We will work with directed angles modulo 180°.

The triangles AYZ and ABC are indirectly similar. In the triangle
AYZ, the point A₂ is the foot of the A-altitude, and the point H is
the antipode of A on the circumcircle of triangle AYZ. In the
triangle ABC, the point X is the foot of the A-altitude, and the
point A₀ is the antipode of A on the circumcircle of triangle ABC.
Hence, the points A₂ and X are corresponding points in the triangles
ABC and AYZ, and so are H and A₀. Since corresponding points in
indirectly similar triangles form oppositely equal angles, we get
< A₂AH = - < XAA₀ and < AHA₂ = - < AA₀X. At first, from
< A₂AH = - < XAA₀, it follows that < A₂AH = - < XAA₀ = < A₀AH, so
that the point A₂ lies on the line AA₀. Then, from < AHA₂ = - < AA₀X,
we imply that < XHA₂ = < AHA₂ = - < AA₀X = < XA₀A₂, so that the
points H, X, A₂ and A₀ lie on one circle, i. e. the point A₂ lies on
the circle HXA₀.

Similarly, we can show that the points B₂ and C₂ lie on the circles
HYB₀ and HZC₀, respectively. This finally proves Theorem 2 (b).

  3. The Nagel-Schröder point

Theorem 2 (a) states that the circles HXA₀, HYB₀, HZC₀ concur at
one point (apart from H). But after Theorem 2 (b), these circles
coincide with the circles HXA₂, HYB₂, HZC₂, respectively. Therefore,
we can state:

Corollary 3. The circles HXA₂, HYB₂, HZC₂ concur at one point, apart
from H.

If we now consider a triangle ABC with its incenter I and its
excenters I_a, I_b, I_c, then it is well-known that the points A, B, C
are the feet of the altitudes of triangle I_aI_bI_c, and the point I is
the orthocenter of triangle I_aI_bI_c. The orthogonal projections of
the points I_a, I_b, I_c onto the lines BC, CA, AB are the points X',
Y', Z' where the A-, B-, C-excircles of triangle ABC touch the sides
BC, CA, AB. Hence, from Corollary 3, the circles IAX', IBY', ICZ'
concur at one point, apart from H. The existence of the
Nagel-Schröder point is proven!

■ **MATERIAL PROVIDED**:
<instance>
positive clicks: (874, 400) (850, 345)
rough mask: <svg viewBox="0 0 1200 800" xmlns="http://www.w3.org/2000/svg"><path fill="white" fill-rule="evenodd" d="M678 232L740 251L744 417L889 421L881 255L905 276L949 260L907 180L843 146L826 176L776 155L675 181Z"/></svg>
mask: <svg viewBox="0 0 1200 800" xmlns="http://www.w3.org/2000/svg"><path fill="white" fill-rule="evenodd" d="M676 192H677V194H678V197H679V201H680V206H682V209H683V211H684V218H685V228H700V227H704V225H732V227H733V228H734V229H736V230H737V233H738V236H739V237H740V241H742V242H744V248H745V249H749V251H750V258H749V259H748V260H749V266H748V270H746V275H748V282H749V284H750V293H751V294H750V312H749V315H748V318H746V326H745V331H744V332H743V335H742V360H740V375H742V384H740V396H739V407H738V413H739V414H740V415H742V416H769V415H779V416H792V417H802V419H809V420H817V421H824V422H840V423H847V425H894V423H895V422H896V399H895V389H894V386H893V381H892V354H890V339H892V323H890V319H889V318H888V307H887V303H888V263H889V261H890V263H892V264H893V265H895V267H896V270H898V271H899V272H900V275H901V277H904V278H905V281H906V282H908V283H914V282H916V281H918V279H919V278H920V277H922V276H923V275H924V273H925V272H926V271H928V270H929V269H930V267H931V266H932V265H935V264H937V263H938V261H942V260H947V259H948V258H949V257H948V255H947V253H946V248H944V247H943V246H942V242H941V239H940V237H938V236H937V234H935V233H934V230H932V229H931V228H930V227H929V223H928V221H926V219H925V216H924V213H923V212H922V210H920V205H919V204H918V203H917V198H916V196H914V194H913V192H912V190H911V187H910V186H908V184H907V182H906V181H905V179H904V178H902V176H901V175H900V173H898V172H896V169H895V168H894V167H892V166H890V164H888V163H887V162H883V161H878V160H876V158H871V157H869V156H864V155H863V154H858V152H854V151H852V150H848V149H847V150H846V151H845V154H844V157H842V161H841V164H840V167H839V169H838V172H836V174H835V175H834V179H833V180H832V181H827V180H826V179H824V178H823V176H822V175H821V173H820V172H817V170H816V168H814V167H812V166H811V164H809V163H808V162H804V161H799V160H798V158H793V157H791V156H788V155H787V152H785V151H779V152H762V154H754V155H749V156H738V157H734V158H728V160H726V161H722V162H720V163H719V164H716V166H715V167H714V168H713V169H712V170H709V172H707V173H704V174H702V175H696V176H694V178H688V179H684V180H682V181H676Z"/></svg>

■ **ACTIVITIES**:
1/ Answer these about the geometry proof:
(a) Modulo what are the directed angles taken?
(b) Which points are the feet of the altitudes of triangle I_aI_bI_c?
(c) In triangle AYZ, what is the point H?
2/ Name every specific triangle that the geometry proof refers to by its vertices.
3/ Turn the paragraph of the geometry proof starting "The triangles AYZ and ABC are indirectly similar" into a short list of steps.
None of the data has any bearing on the work here.

■ **TASK SOLUTIONS**:
1/
(a) Modulo 180°.
(b) The points A, B and C.
(c) The antipode of A on the circumcircle of triangle AYZ.

2/ AYZ, ABC, I_aI_bI_c

3/
- Triangles AYZ and ABC are indirectly similar.
- In AYZ, A₂ is the foot of the A-altitude and H is the antipode of A on its circumcircle. In ABC, X is the foot of the A-altitude and A₀ is the antipode of A on its circumcircle.
- So A₂ corresponds to X, and H corresponds to A₀.
- Corresponding points in indirectly similar triangles form oppositely equal angles. This gives < A₂AH = - < XAA₀ and < AHA₂ = - < AA₀X.
- The first equality gives < A₂AH = < A₀AH, so A₂ lies on line AA₀.
- The second gives < XHA₂ = < XA₀A₂, so H, X, A₂ and A₀ lie on one circle. This means A₂ lies on circle HXA₀.